*Brano*.
ROMA, venerdì, 19 dicembre 2008 (ZENIT.org).- L’accoglienza della seconda Enciclica di Benedetto XVI Spe salvi tra i filosofi ha suscitato “tristezza e gioia”, ma “sicuramente soprattutto quest’ultima”, afferma il professor Juan José García-Noblejas, docente di Teoria Generale della Comunicazione e di Sceneggiatura Audiovisiva presso la Pontificia Università della Santa Croce (PUSC) di Roma.

Il professore ha concesso questa intervista a ZENIT in Avvento, un momento adatto a riflettere sulla speranza con la seconda Enciclica papale.

García-Noblejas (blog su http://scriptor.org) è direttore del Seminario Interdisciplinare Permanente e del Congresso biennale di “Poetica e Cristianesimo” della PUSC.

Com’è stata accolta la Spe salvi in ambito filosofico?

García-Noblejas: La seconda Enciclica di Benedetto XVI, essendo “performativa”, non può aver lasciato indifferente alcun intellettuale che l’abbia letta. In parte immagino e in parte vedo che gli ambienti filosofici – detto in parole povere – sono come gli abitanti di Efeso: tutti, prima di incontrare Dio, avevano molti dei ed erano senza speranza. Alcuni hanno accolto con gioia l’annuncio come incontro personale e reale con Dio. Altri, immagino, hanno continuato ad essere tristi, immersi nei propri dei.

*Consegna scritta*.
Puoi estrarre per intero il brano sull'accoglienza della Spe salvi, senza cambiare nulla? Per svolgere il lavoro, attieniti soltanto al brano.

*Voci elencate*.
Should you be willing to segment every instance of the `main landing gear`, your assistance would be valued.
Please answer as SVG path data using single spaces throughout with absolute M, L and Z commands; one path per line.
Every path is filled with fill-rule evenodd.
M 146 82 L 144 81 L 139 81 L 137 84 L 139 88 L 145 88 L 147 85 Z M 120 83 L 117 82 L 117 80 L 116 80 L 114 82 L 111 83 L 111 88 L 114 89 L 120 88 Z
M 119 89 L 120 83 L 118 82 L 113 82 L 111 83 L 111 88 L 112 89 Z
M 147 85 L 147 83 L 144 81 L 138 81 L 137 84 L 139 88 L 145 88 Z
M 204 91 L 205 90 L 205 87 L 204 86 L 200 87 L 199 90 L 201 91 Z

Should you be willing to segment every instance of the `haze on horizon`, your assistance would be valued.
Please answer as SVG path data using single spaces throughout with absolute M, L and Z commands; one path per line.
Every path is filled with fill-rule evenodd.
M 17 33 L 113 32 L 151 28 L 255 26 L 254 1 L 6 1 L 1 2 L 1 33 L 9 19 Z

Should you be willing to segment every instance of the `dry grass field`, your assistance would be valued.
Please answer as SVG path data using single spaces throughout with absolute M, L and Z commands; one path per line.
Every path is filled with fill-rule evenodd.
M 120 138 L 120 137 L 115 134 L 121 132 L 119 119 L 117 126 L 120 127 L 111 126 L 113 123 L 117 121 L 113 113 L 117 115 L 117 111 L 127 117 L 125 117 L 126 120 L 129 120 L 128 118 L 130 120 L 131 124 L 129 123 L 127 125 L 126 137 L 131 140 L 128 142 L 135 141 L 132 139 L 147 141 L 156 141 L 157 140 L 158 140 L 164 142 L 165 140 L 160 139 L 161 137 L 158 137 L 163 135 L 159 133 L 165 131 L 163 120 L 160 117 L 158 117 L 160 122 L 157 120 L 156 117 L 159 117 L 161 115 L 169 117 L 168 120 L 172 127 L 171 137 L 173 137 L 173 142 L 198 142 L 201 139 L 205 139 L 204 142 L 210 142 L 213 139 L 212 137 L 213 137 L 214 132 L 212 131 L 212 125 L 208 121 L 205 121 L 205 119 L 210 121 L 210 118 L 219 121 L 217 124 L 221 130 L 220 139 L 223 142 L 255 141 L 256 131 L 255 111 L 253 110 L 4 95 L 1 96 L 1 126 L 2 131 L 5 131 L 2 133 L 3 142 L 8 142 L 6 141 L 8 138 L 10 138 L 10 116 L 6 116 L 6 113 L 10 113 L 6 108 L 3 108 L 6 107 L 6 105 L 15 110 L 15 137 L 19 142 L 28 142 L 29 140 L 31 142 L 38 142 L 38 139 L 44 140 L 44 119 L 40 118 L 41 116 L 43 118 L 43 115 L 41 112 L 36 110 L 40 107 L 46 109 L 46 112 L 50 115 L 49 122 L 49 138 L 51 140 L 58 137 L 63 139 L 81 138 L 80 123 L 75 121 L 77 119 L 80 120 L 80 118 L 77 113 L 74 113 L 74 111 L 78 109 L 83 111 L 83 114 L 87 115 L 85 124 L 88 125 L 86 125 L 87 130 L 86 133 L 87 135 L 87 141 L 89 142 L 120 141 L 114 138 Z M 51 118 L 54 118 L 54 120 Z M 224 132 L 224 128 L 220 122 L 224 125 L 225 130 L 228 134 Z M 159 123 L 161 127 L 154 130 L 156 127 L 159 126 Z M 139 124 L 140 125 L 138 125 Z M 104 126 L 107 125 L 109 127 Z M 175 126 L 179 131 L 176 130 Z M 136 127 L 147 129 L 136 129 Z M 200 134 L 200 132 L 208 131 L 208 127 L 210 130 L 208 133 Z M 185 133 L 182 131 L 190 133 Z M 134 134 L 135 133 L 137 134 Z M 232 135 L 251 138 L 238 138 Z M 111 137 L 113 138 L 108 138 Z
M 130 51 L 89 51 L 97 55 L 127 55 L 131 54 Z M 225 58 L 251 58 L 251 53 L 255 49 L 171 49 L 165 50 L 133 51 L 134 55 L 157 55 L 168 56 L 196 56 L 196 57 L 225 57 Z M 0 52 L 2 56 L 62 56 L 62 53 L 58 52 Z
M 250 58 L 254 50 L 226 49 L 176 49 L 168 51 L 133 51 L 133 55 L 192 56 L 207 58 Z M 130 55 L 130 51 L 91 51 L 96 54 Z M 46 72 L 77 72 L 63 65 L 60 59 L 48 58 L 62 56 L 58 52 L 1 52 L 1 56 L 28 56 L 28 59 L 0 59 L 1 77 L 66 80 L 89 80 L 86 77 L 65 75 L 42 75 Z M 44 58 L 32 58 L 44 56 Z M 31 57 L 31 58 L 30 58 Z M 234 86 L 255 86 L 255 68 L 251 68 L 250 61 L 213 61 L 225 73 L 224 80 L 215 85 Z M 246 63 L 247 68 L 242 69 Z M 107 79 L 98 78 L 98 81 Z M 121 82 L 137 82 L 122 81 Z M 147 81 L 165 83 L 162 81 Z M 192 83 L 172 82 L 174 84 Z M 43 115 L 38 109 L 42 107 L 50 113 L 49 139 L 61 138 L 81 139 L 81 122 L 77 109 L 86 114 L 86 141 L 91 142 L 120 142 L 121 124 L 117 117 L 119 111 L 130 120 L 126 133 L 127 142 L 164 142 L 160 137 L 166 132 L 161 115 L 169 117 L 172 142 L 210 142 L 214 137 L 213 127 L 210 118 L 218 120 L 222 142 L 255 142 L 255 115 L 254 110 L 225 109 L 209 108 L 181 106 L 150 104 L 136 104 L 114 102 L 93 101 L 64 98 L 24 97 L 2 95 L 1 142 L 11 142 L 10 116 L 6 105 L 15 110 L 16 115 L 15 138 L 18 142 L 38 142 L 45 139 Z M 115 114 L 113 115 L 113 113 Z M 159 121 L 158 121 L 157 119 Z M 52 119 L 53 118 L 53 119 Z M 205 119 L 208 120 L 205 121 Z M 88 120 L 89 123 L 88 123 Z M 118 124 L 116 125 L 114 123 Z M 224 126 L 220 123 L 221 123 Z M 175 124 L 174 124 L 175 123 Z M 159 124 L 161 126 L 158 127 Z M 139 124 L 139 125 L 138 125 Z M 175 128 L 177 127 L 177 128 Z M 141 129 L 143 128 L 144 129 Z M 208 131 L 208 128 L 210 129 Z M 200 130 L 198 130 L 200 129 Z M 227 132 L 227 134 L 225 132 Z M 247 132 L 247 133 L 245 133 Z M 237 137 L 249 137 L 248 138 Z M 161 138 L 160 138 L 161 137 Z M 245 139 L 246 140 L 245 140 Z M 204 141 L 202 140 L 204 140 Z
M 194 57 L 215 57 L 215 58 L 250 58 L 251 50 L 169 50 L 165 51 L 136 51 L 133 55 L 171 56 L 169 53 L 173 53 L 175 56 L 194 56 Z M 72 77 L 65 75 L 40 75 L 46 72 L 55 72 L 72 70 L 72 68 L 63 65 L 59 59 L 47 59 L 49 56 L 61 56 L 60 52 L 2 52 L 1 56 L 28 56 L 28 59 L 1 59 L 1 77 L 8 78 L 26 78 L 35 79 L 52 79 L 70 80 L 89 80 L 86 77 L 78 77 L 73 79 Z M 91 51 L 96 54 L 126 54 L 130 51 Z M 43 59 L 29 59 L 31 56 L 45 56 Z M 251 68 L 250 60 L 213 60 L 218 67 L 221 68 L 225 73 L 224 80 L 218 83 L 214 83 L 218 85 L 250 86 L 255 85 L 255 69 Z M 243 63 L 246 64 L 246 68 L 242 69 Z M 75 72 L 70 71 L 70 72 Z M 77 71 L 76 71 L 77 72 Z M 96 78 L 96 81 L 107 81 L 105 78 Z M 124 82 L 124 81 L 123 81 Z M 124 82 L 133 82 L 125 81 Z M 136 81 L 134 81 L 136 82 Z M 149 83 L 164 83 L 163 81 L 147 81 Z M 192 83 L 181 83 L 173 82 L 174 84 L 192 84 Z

*Esito dell'esercizio*.
ROMA, venerdì, 19 dicembre 2008 (ZENIT.org).- L’accoglienza della seconda Enciclica di Benedetto XVI Spe salvi tra i filosofi ha suscitato “tristezza e gioia”, ma “sicuramente soprattutto quest’ultima”, afferma il professor Juan José García-Noblejas, docente di Teoria Generale della Comunicazione e di Sceneggiatura Audiovisiva presso la Pontificia Università della Santa Croce (PUSC) di Roma.

Il professore ha concesso questa intervista a ZENIT in Avvento, un momento adatto a riflettere sulla speranza con la seconda Enciclica papale.

García-Noblejas (blog su http://scriptor.org) è direttore del Seminario Interdisciplinare Permanente e del Congresso biennale di “Poetica e Cristianesimo” della PUSC.

Com’è stata accolta la Spe salvi in ambito filosofico?

García-Noblejas: La seconda Enciclica di Benedetto XVI, essendo “performativa”, non può aver lasciato indifferente alcun intellettuale che l’abbia letta. In parte immagino e in parte vedo che gli ambienti filosofici – detto in parole povere – sono come gli abitanti di Efeso: tutti, prima di incontrare Dio, avevano molti dei ed erano senza speranza. Alcuni hanno accolto con gioia l’annuncio come incontro personale e reale con Dio. Altri, immagino, hanno continuato ad essere tristi, immersi nei propri dei.